(SHORT EXERCISE A)
Answer these questions from the forum thread, giving each answer on its own line with the matching mark:
(i) Which model was fastest at batchsize=1, and how long did it take?
(ii) Which attribute of the loaded model is saved to 'somepath' in the suggested code?
(iii) What frame rate is reported for the setup using the 2080ti?

(SOURCE EXCERPT)
::::::::

As was expected: batching up the computations leads to significant speed-up. Unfortunately this will not be feasible with low latency in a real-time processing fashion. The fastest model for batchsize=1 was mob3s_y4t with 50ms. I would like to get below 30ms or even 15ms using TensorRT.

What do you think? Is this a good avenue to go down, or should I try something other than TensorRT?

Thanks!
Tobi

István Sárándi · Answer 2 · Thu Dec 16 2021 03:44:43 GMT+0800 (China Standard Time)

Thanks a lot for the detailed analysis! I will try to come back to this soon, but meanwhile what you can do is perhaps extract out the raw model from the convenient "packaged" one, and try to make that run under TensorRT. If that works, we can look at which part of the surrounding code is the culprit.

So you can try

model = tf.saved_model.load(...)
tf.saved_model.save(model.crop_model, 'somepath')

Then try to work with this newly saved model. You can check the interface of this resulting model at the API readme.

Part of the story may be that I saved the full model with options=tf.saved_model.SaveOptions(experimental_custom_gradients=True) or perhaps something with tf.raw_ops.ImageProjectiveTransformV3.

gao123qiang · Answer 3 · Tue Dec 28 2021 17:00:21 GMT+0800 (China Standard Time)

@tobibaum ,have you solved how to get the real time fps ?
i run it in ubuntu18+2080ti+tf2.6+cuda11.2+cudnn8.1+model.estimate_poses, the fps is 10f/s,
now i will change to use the gpu:3090 to test it in win10 and ubuntu18,
are you sucessful in TensorRT ?
if sucess, how ?

gao123qiang · Answer 4 · Tue Dec 28 2021 17:09:17 GMT+0800 (China Standard Time)

Thanks a lot for the detailed analysis! I will try to come back to this soon, but meanwhile what you can do is perhaps extract out the raw model from the convenient "packaged" one, and try to make that run under TensorRT. If that works, we can look at which part of the surrounding code is the culprit.

So you can try
model = tf.saved_model.load(...)
tf.saved_model.save(model.crop_model, 'somepath')
Then try to work with this newly saved model. You can check the interface of this resulting model at the API readme.

::::::::

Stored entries
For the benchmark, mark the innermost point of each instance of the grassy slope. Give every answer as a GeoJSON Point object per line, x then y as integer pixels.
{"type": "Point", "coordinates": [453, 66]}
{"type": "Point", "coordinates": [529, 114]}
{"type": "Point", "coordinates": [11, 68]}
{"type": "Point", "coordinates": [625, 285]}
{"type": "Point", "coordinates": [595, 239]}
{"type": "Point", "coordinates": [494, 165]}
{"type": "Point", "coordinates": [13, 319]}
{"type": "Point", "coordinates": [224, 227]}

::::::::

(SHORT EXERCISE B) Format every line of the stored entries listing as a numbered list, leaving out blank lines.

(COMPLETE OUTPUT A)
(i) mob3s_y4t, at 50ms.
(ii) model.crop_model
(iii) 10f/s

(COMPLETE OUTPUT B)
1. For the benchmark, mark the innermost point of each instance of the grassy slope. Give every answer as a GeoJSON Point object per line, x then y as integer pixels.
2. {"type": "Point", "coordinates": [453, 66]}
3. {"type": "Point", "coordinates": [529, 114]}
4. {"type": "Point", "coordinates": [11, 68]}
5. {"type": "Point", "coordinates": [625, 285]}
6. {"type": "Point", "coordinates": [595, 239]}
7. {"type": "Point", "coordinates": [494, 165]}
8. {"type": "Point", "coordinates": [13, 319]}
9. {"type": "Point", "coordinates": [224, 227]}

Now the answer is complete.